WRITTEN INSTRUCTION:
Pull out each line of the records that contains the string "provide", matching case exactly.
═══ RECORDS FOR THE EXERCISE
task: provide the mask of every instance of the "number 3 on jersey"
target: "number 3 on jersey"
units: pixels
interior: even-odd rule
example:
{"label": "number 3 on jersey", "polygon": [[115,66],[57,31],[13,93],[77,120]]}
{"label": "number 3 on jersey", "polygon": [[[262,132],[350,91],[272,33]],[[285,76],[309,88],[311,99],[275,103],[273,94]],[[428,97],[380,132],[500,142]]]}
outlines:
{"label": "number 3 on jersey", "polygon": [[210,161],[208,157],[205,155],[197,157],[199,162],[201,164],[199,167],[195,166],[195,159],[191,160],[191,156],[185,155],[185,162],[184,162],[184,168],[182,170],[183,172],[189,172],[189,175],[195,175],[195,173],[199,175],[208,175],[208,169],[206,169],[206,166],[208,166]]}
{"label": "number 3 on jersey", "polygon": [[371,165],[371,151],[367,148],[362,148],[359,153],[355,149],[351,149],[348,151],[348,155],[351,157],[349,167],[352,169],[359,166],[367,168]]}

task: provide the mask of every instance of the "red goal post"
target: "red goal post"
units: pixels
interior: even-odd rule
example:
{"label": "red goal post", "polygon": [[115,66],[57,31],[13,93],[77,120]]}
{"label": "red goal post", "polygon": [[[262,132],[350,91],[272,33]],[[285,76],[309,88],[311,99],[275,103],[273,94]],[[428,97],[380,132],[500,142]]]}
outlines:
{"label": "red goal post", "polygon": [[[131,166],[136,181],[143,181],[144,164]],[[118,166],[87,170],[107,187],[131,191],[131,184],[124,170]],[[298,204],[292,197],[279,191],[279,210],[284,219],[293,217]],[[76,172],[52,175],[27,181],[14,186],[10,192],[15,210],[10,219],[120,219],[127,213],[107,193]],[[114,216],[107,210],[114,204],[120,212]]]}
══════
ANSWER TO THIS EXERCISE:
task: provide the mask of every instance of the "number 3 on jersey"
task: provide the mask of every instance of the "red goal post"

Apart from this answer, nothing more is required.